» Extrait choisi:
=======

La galère du marketing : de la difficulté à se faire connaître et à trouver un lectorat… ou quand le roman ne plaît pas et que l’estime de soi prend (encore) un sacré coup

Bon, allez, vous avez passé toutes les épreuves, vous avez le droit de cliquer sur « Publier ». Ouf ! Fin de l’aventure ? Si les romans se vendaient tous seuls, ça se saurait… Même une fois votre livre terminé et publié, vous n’avez jamais vraiment fini d’en entendre parler. Tout simplement parce que le faire connaître est un autre travail en soi.

Bien sûr, là aussi, vous pourriez hausser les épaules et ne pas vous en préoccuper plus que cela. Ce que je comprendrais totalement. Pour ma part, je n’ai jamais écrit dans l’optique que ce soit uniquement pour moi. Bien sûr, j’écris énormément pour moi, dans le sens où mes romans me plaisent avant tout. Je ne réfléchis pas un roman d’abord en fonction de ce qui va plaire au public, mais de ce qui me plaît à moi, au moins dans un premier temps. Mais si je voulais les garder pour moi, je ne prendrais pas la peine de les publier. Si je les publie, c’est bien parce que je veux les vendre et les faire lire à un maximum de gens. Je veux que le lectorat découvre ma plume, s’en fasse un avis et partage les aventures merveilleuses que j’ai dans ma tête.

=======

» Données présentées:

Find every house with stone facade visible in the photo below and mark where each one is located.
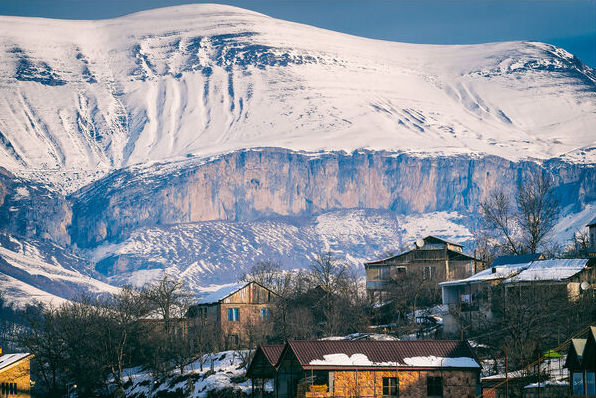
[249,340,481,398]
[0,347,33,397]
[364,236,484,302]
[189,282,276,349]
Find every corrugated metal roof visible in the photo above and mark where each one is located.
[261,344,284,366]
[288,340,480,369]
[491,253,542,267]
[505,258,588,283]
[198,282,249,304]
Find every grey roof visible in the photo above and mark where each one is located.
[491,253,542,267]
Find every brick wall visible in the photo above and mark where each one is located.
[298,370,476,398]
[0,359,31,397]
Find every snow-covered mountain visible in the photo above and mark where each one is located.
[0,4,596,299]
[0,5,596,190]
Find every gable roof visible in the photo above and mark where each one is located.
[197,281,276,304]
[0,352,33,372]
[246,344,285,379]
[422,235,464,247]
[261,344,284,366]
[439,263,531,286]
[278,340,481,370]
[491,253,542,267]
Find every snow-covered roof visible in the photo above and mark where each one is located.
[197,282,249,304]
[439,262,532,286]
[287,340,480,369]
[504,258,588,283]
[0,352,32,370]
[439,258,588,286]
[491,253,542,267]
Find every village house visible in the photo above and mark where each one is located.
[364,236,484,302]
[439,254,596,333]
[0,347,33,397]
[248,340,481,398]
[189,282,276,349]
[565,326,596,397]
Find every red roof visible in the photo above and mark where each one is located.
[286,340,480,369]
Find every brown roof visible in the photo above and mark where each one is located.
[261,344,284,366]
[288,340,480,369]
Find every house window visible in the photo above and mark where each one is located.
[228,308,240,322]
[586,372,596,395]
[424,265,436,281]
[426,376,443,397]
[261,308,271,319]
[379,267,391,281]
[572,372,584,395]
[228,334,239,348]
[383,377,399,397]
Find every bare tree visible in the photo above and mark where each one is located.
[142,274,190,334]
[480,174,559,254]
[480,190,521,254]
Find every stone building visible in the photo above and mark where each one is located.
[249,340,481,398]
[0,347,33,397]
[364,236,484,301]
[189,282,276,349]
[565,326,596,397]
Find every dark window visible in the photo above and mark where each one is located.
[383,377,399,397]
[426,376,443,397]
[228,308,240,322]
[571,372,584,395]
[424,266,435,281]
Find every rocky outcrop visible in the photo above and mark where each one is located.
[70,149,596,247]
[0,168,72,245]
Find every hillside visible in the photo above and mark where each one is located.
[0,4,596,299]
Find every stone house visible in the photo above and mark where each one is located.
[439,256,596,333]
[189,282,276,349]
[0,347,33,397]
[565,326,596,397]
[364,236,484,302]
[249,340,481,398]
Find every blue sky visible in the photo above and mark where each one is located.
[0,0,596,67]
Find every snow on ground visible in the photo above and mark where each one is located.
[88,209,480,290]
[0,235,119,305]
[124,351,254,398]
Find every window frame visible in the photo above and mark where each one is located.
[571,372,586,395]
[426,376,444,398]
[228,308,240,322]
[383,376,399,397]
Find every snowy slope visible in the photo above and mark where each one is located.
[90,209,472,290]
[0,234,118,305]
[0,5,596,190]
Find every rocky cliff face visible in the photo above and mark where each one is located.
[70,149,596,247]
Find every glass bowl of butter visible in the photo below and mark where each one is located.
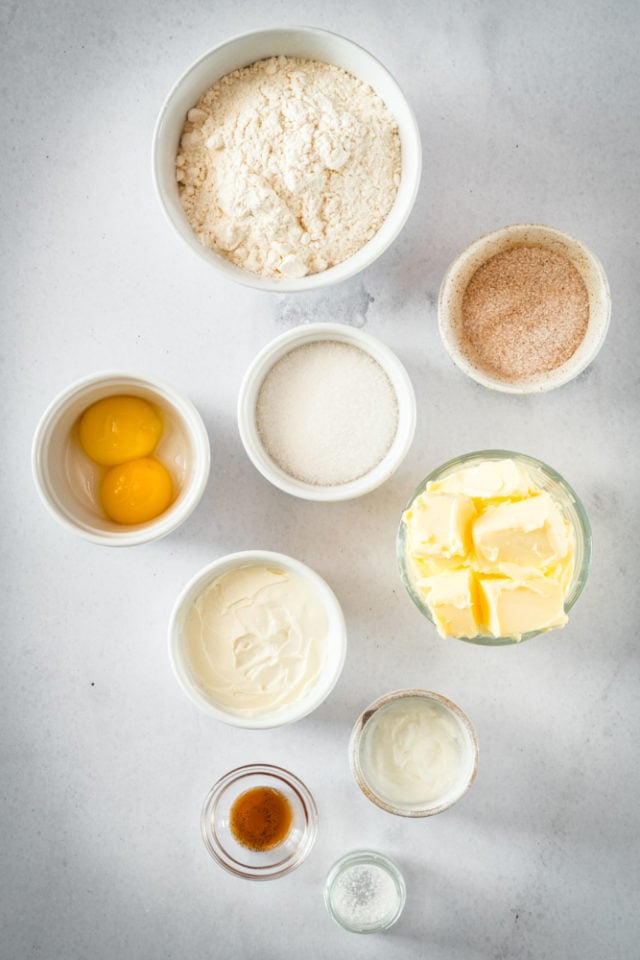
[169,550,347,729]
[397,450,591,646]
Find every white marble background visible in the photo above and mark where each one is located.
[0,0,640,960]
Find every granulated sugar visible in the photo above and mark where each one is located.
[256,340,398,486]
[462,246,589,382]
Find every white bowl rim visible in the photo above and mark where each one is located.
[438,222,611,394]
[237,323,417,502]
[151,25,422,293]
[31,369,211,547]
[168,550,347,730]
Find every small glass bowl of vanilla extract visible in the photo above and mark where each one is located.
[200,763,318,880]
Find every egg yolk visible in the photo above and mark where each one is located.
[100,457,173,524]
[79,397,162,467]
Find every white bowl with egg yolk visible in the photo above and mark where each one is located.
[152,27,422,293]
[169,550,347,729]
[32,371,210,547]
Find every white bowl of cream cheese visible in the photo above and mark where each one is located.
[349,689,478,817]
[152,27,422,292]
[169,550,347,729]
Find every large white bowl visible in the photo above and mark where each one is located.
[32,371,210,547]
[153,27,422,292]
[169,550,347,730]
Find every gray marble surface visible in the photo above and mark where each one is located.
[0,0,640,960]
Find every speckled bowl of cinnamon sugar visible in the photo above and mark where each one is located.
[438,224,611,393]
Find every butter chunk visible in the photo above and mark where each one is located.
[427,460,537,500]
[419,568,478,637]
[478,577,568,640]
[405,493,477,558]
[473,493,570,571]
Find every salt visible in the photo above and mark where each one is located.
[331,864,398,927]
[256,340,398,486]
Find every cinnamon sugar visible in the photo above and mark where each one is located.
[462,245,589,381]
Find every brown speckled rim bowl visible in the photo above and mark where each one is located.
[349,688,479,817]
[438,223,611,394]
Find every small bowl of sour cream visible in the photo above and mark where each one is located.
[169,550,347,729]
[349,689,478,817]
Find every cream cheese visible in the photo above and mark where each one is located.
[185,566,329,716]
[360,697,468,807]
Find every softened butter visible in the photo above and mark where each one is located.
[186,565,329,716]
[403,459,575,640]
[360,697,468,808]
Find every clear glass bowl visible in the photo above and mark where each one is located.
[349,689,479,817]
[200,763,318,880]
[324,850,407,933]
[396,450,591,647]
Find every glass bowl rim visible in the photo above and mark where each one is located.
[200,763,318,880]
[349,687,480,818]
[324,847,407,933]
[396,448,592,647]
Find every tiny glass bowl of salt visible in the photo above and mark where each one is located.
[438,224,611,394]
[238,323,416,501]
[324,850,407,933]
[349,689,478,817]
[396,450,591,646]
[153,27,422,292]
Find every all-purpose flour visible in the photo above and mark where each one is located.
[176,57,401,277]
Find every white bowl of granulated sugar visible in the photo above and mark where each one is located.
[153,27,422,292]
[438,223,611,393]
[238,323,416,501]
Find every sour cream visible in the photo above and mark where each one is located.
[185,565,329,717]
[360,697,470,808]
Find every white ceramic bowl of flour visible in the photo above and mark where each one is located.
[152,27,422,292]
[238,323,416,502]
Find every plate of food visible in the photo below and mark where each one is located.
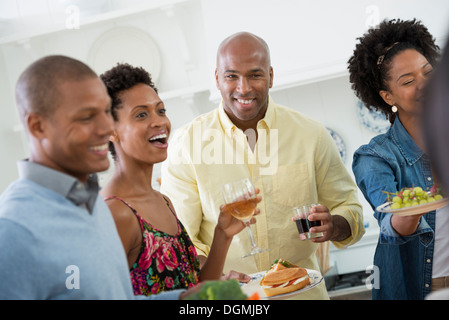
[376,186,449,216]
[241,259,323,300]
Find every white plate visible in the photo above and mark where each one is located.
[376,198,449,216]
[88,27,161,82]
[241,269,323,300]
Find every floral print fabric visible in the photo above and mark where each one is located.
[106,197,200,295]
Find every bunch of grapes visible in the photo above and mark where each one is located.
[384,186,443,209]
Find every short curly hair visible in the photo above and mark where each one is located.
[100,63,158,160]
[348,19,439,123]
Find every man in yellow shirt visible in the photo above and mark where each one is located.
[161,33,365,299]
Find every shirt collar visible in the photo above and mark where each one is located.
[218,96,274,132]
[17,160,99,213]
[390,117,425,165]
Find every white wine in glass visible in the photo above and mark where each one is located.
[223,178,268,258]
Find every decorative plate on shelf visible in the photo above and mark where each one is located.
[326,128,346,163]
[357,100,390,133]
[88,27,161,81]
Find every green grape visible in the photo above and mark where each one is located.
[383,186,443,209]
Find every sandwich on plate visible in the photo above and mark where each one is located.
[260,259,310,297]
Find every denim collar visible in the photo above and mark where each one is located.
[390,117,425,165]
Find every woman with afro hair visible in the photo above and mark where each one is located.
[348,20,440,300]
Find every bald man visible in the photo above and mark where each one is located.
[0,56,189,300]
[161,32,365,299]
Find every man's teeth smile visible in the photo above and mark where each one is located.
[89,143,109,151]
[237,99,254,104]
[150,133,167,142]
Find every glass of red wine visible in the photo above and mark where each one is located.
[293,204,323,240]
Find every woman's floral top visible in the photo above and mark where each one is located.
[105,196,200,295]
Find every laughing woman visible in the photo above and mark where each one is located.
[101,64,252,295]
[348,20,440,299]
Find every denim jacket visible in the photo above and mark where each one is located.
[352,118,435,300]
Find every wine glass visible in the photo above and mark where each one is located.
[222,178,268,258]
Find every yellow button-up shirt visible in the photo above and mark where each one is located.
[161,97,365,299]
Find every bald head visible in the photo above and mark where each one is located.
[217,32,271,67]
[16,55,97,123]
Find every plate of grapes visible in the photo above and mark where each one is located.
[376,186,449,216]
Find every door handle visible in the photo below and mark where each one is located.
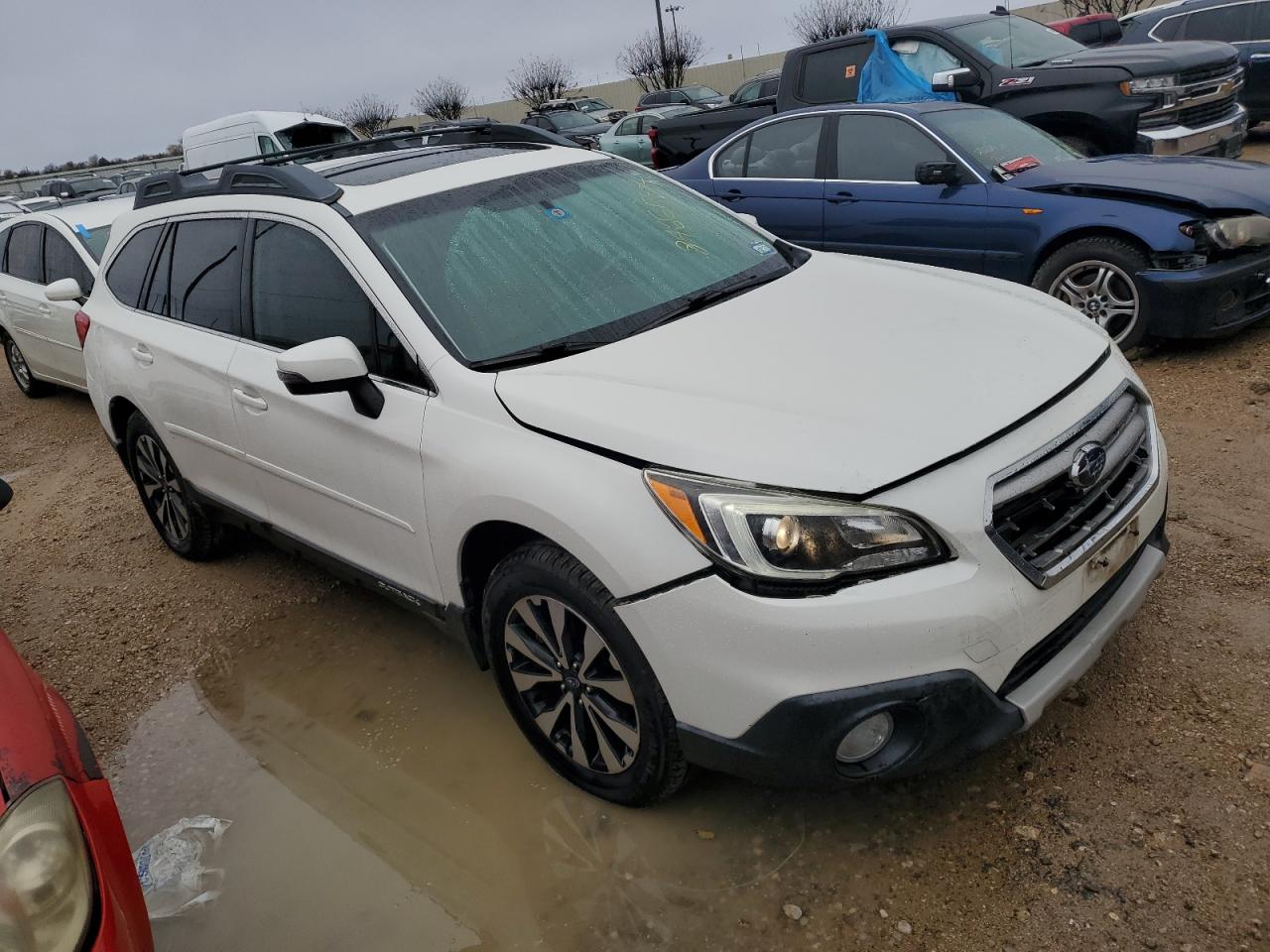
[234,387,269,413]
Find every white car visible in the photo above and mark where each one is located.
[0,199,132,398]
[83,142,1167,805]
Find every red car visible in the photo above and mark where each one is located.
[0,480,154,952]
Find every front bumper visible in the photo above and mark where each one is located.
[1138,105,1248,159]
[680,520,1169,785]
[1138,253,1270,337]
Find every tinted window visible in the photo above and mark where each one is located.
[745,117,825,178]
[837,115,948,181]
[1187,4,1252,44]
[166,218,244,334]
[802,40,872,103]
[45,228,92,295]
[105,225,163,307]
[251,221,425,386]
[5,225,45,282]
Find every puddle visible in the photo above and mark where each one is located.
[113,591,969,952]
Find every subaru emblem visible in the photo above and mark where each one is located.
[1067,441,1107,490]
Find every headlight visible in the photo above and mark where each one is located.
[1120,75,1179,96]
[644,470,947,581]
[0,779,92,952]
[1204,214,1270,251]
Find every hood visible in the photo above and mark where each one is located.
[495,254,1107,495]
[1010,155,1270,214]
[1038,40,1239,77]
[0,631,91,810]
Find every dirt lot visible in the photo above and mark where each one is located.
[0,327,1270,952]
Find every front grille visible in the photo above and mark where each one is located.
[1178,58,1239,86]
[1178,95,1238,130]
[987,382,1157,588]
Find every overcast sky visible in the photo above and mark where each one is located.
[0,0,996,171]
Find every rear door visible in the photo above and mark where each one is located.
[37,226,92,389]
[0,222,53,377]
[105,217,266,520]
[711,115,826,248]
[825,112,988,273]
[220,217,440,600]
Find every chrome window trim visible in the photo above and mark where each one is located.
[983,380,1160,589]
[707,108,988,185]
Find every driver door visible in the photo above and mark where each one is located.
[228,218,440,600]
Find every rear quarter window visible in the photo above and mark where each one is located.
[105,225,163,307]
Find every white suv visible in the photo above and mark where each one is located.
[83,142,1167,805]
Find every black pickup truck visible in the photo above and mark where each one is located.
[650,12,1248,169]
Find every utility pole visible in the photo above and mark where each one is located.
[666,4,684,47]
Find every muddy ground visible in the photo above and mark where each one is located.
[0,301,1270,952]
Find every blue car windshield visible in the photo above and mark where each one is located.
[924,109,1083,171]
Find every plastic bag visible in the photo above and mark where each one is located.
[132,816,230,919]
[857,29,956,103]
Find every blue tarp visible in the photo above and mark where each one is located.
[857,29,956,103]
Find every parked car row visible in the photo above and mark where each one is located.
[0,127,1168,805]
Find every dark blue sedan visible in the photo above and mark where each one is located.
[667,101,1270,348]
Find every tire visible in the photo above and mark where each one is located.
[481,542,687,806]
[0,334,58,400]
[124,414,233,562]
[1033,237,1151,350]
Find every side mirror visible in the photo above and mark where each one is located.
[913,163,961,185]
[45,278,83,300]
[278,337,384,420]
[931,66,979,92]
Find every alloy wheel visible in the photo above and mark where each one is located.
[135,432,190,544]
[503,595,640,774]
[4,340,31,391]
[1049,260,1142,344]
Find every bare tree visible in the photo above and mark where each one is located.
[331,92,396,139]
[507,56,575,109]
[410,76,471,119]
[789,0,908,44]
[1063,0,1155,19]
[617,29,704,92]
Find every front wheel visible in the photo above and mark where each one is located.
[1033,237,1151,350]
[481,542,687,806]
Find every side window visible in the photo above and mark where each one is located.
[745,115,825,178]
[165,218,245,334]
[799,40,872,103]
[835,115,949,181]
[1187,4,1252,44]
[890,40,965,81]
[715,136,749,178]
[251,221,425,386]
[5,225,45,285]
[45,228,92,295]
[105,225,163,307]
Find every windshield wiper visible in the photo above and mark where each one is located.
[639,272,789,334]
[467,340,611,371]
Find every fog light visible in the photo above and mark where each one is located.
[838,711,895,765]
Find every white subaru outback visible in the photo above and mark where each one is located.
[78,142,1167,805]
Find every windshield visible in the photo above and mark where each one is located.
[354,162,791,362]
[926,109,1082,169]
[548,110,595,130]
[949,17,1084,67]
[71,225,110,262]
[274,122,357,150]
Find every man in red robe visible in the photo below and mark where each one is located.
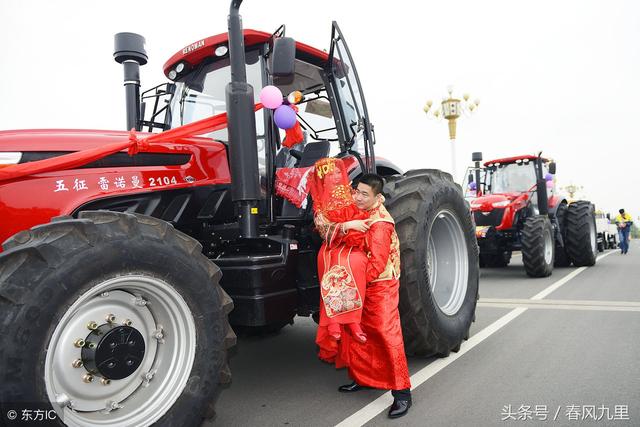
[336,174,411,418]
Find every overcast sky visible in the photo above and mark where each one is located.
[0,0,640,218]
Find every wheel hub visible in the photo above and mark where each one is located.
[82,323,145,380]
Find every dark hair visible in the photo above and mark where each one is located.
[356,173,384,196]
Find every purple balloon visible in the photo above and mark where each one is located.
[273,105,297,130]
[260,86,282,110]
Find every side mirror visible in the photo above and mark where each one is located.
[271,37,296,83]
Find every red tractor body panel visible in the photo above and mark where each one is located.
[0,129,231,246]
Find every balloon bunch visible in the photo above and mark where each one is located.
[544,172,553,188]
[260,86,302,130]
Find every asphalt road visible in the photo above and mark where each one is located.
[203,241,640,427]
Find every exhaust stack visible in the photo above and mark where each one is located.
[113,33,148,130]
[226,0,260,239]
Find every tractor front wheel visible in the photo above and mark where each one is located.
[385,170,479,356]
[0,211,235,426]
[566,200,598,267]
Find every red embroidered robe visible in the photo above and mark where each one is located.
[325,203,411,390]
[310,158,369,360]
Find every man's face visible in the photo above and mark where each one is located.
[353,183,378,211]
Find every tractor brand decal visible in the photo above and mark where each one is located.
[476,225,490,239]
[149,176,178,187]
[53,175,145,193]
[182,40,204,55]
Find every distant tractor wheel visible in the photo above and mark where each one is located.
[566,200,598,267]
[522,215,555,277]
[385,170,479,356]
[553,203,571,267]
[0,211,235,426]
[480,251,511,268]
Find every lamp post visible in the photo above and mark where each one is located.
[562,184,584,203]
[423,86,480,180]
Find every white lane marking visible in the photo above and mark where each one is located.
[478,302,640,312]
[336,251,613,427]
[531,251,613,300]
[478,298,640,308]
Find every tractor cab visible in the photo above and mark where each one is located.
[140,22,378,223]
[116,20,401,327]
[467,153,557,229]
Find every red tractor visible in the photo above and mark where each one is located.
[0,0,479,426]
[469,153,598,277]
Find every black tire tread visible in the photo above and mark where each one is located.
[0,211,236,424]
[566,200,596,267]
[522,215,553,277]
[385,169,478,356]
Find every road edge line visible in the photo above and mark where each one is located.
[335,250,615,427]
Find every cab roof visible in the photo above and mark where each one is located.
[484,154,549,166]
[162,30,329,77]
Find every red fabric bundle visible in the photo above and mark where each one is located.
[310,158,369,247]
[276,166,313,208]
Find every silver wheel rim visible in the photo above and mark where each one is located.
[44,274,196,426]
[427,209,469,316]
[544,229,553,265]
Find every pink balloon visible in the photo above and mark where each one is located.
[273,105,297,130]
[260,86,282,110]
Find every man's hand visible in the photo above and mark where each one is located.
[344,219,371,233]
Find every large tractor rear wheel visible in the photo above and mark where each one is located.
[0,211,235,426]
[522,215,555,277]
[385,170,479,356]
[566,200,598,267]
[553,203,571,267]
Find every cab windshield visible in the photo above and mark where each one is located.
[171,50,264,142]
[489,162,536,193]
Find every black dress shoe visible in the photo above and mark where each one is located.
[338,381,366,393]
[389,399,411,418]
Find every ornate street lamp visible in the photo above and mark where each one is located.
[562,184,584,202]
[423,86,480,180]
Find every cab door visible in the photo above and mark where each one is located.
[327,21,376,172]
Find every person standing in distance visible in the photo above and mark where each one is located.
[616,209,633,254]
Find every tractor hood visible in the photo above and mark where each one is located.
[0,129,223,152]
[0,129,147,151]
[0,129,224,163]
[471,193,529,212]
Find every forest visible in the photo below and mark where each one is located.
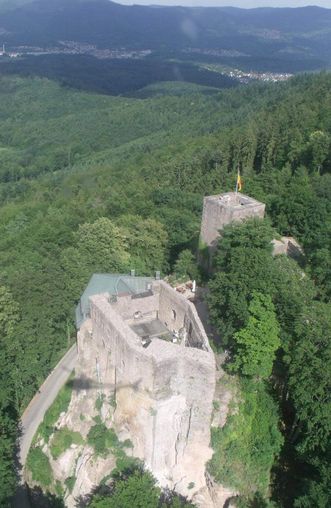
[0,73,331,508]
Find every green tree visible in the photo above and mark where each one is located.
[89,470,161,508]
[232,291,280,379]
[289,302,331,452]
[61,217,130,301]
[0,286,18,507]
[174,249,199,280]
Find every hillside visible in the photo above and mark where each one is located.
[0,0,331,72]
[0,73,331,506]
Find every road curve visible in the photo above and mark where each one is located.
[12,344,77,508]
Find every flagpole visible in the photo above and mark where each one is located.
[236,164,239,194]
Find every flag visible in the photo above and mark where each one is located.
[236,170,242,192]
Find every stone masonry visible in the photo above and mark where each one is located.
[200,192,265,269]
[77,281,216,498]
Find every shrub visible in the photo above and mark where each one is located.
[26,446,52,487]
[51,427,84,460]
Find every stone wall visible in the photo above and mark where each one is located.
[89,288,215,496]
[200,192,265,268]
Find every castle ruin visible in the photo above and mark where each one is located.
[200,192,265,270]
[77,280,216,497]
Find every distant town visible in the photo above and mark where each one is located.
[0,41,293,84]
[0,41,152,59]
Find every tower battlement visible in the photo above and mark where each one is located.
[200,192,265,266]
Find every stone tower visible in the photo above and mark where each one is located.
[200,192,265,269]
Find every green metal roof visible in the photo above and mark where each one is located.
[76,273,154,329]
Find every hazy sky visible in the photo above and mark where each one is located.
[115,0,331,9]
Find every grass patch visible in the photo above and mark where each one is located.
[26,446,52,487]
[50,427,84,460]
[95,393,105,413]
[87,423,140,477]
[64,476,76,494]
[87,423,123,457]
[37,374,73,443]
[208,381,283,497]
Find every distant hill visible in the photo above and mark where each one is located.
[0,0,331,70]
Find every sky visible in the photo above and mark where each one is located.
[115,0,331,9]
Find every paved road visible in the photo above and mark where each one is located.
[12,345,77,508]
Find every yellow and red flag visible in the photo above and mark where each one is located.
[236,170,242,192]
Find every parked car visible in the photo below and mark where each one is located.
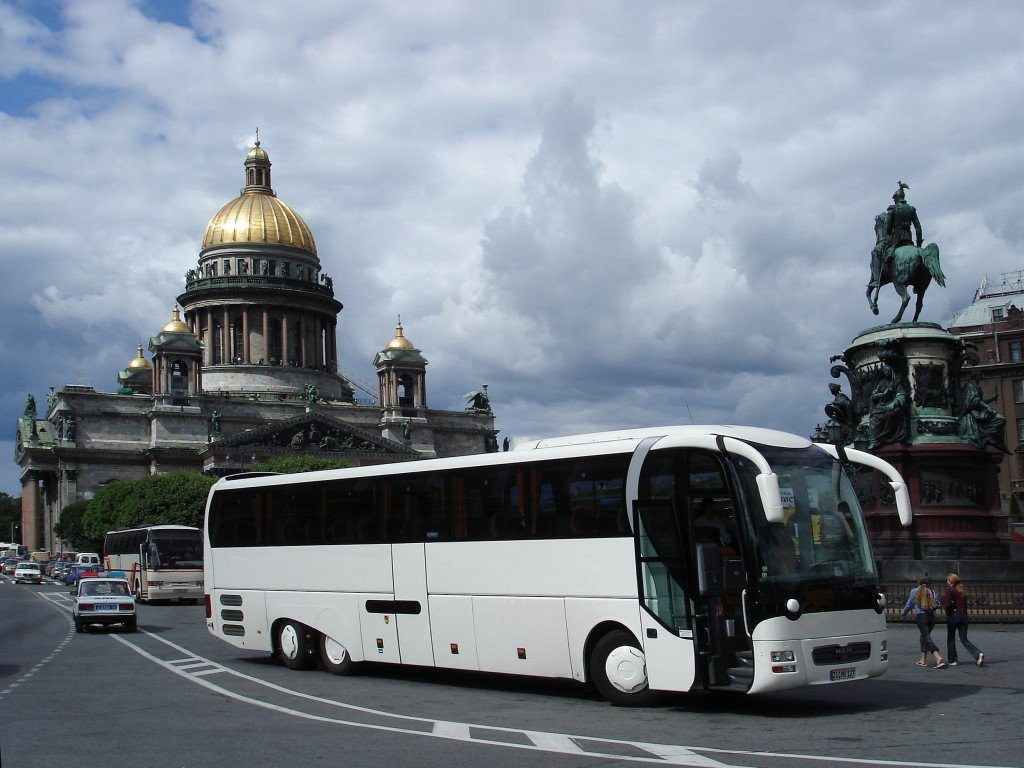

=======

» Exercice:
Dans l'extrait choisi, pourquoi n'a-t-on jamais vraiment fini d'entendre parler de son livre une fois celui-ci terminé et publié ?

» Exercice corrigé:
Parce que le faire connaître est un autre travail en soi.